══ Data for analysis ══
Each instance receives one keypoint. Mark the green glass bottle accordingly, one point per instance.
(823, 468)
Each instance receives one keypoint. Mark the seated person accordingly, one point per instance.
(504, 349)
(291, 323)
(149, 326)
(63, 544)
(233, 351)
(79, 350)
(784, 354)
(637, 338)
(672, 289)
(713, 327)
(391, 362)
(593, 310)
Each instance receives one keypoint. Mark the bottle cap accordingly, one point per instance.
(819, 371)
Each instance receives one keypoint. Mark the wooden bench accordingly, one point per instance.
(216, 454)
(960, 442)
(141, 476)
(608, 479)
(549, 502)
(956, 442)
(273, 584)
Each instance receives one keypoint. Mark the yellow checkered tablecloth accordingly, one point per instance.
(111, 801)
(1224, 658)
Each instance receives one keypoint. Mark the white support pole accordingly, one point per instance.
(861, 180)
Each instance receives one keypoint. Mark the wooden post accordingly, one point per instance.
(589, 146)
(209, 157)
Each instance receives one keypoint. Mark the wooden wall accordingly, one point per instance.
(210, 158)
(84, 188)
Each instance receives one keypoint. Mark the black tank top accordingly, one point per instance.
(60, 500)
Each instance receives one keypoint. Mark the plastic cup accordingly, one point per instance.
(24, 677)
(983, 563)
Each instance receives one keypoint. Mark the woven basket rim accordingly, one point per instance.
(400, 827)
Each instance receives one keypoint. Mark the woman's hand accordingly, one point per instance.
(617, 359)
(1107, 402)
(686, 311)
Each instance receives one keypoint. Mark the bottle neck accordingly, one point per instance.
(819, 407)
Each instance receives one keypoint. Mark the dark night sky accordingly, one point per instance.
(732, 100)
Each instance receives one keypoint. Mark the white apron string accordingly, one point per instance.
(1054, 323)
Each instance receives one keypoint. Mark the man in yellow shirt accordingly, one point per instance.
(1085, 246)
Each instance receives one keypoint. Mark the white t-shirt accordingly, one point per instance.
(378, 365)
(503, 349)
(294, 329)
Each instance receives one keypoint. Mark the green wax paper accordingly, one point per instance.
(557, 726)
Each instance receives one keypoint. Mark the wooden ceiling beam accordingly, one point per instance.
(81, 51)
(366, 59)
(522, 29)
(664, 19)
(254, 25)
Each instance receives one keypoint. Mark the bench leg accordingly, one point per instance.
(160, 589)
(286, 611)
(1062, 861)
═══
- _What the task requires_:
Set down the entries above once more, verbatim.

- _Task output_:
Each instance receives one keypoint. Mark the green glass bottle accordingly, one point per instance.
(823, 468)
Each instance receives one keypoint. Mark the seated person accordingly, one point per instance.
(504, 349)
(291, 323)
(149, 326)
(63, 544)
(233, 351)
(79, 350)
(784, 354)
(637, 338)
(672, 289)
(713, 327)
(391, 362)
(593, 310)
Each instance receives one keypoint. Mark the bottle cap accordingly, one point per instance.
(819, 371)
Each instance receives one keypoint. Mark the wooden bench accordingly, one point per instance.
(216, 454)
(960, 442)
(141, 476)
(608, 479)
(549, 502)
(956, 442)
(273, 584)
Each instance receives one keypoint. Mark the yellow checkered tablecloth accordingly, one point per instance.
(111, 801)
(1224, 658)
Each instance receives one keypoint. Mark the white support pole accordingly, one point per instance.
(861, 180)
Each instance receives one keypoint. Mark the wooden post accordingly, one point per instance.
(589, 146)
(209, 157)
Each instance receives one keypoint. Mark the wooden wall accordingly, one point per instance.
(210, 158)
(84, 188)
Each instance receives one keypoint. Mark the black tank top accordingly, one point per instance.
(60, 500)
Each instance receives one keypoint. Mark the plastic cup accordingly, one point per instance.
(24, 677)
(983, 563)
Each instance receives one keypoint. Mark the woven basket rim accordingly, one point per instance.
(400, 827)
Each instance receives one keypoint. Mark the woman's hand accordingly, one point per instance.
(617, 359)
(1107, 402)
(686, 311)
Each instance receives one keypoint. Mark the bottle neck accordingly, one point per instance.
(819, 407)
Each instance receives one keypoint. Mark the dark night sky accordingly, one point per instance.
(732, 100)
Each instance receives one keypoint. Mark the white apron string accordingly, one point per instance.
(1054, 323)
Each instance receives one keypoint. Mark the man in yellow shirt accordingly, one point per instance.
(1085, 246)
Each instance receives one keypoint. Mark the white t-shirt accordingly, one point per instance.
(378, 365)
(503, 349)
(294, 329)
Each instance receives one keypoint. Mark the green wax paper accordingly, one point per instance.
(557, 726)
Each instance receives one keypoint. Mark the wooden ceiling beam accordingly, one point per instance.
(81, 51)
(366, 59)
(522, 29)
(664, 19)
(254, 25)
Each instance receives one keypoint. Mark the bench leg accordingly, one point per instance.
(160, 589)
(286, 611)
(1062, 861)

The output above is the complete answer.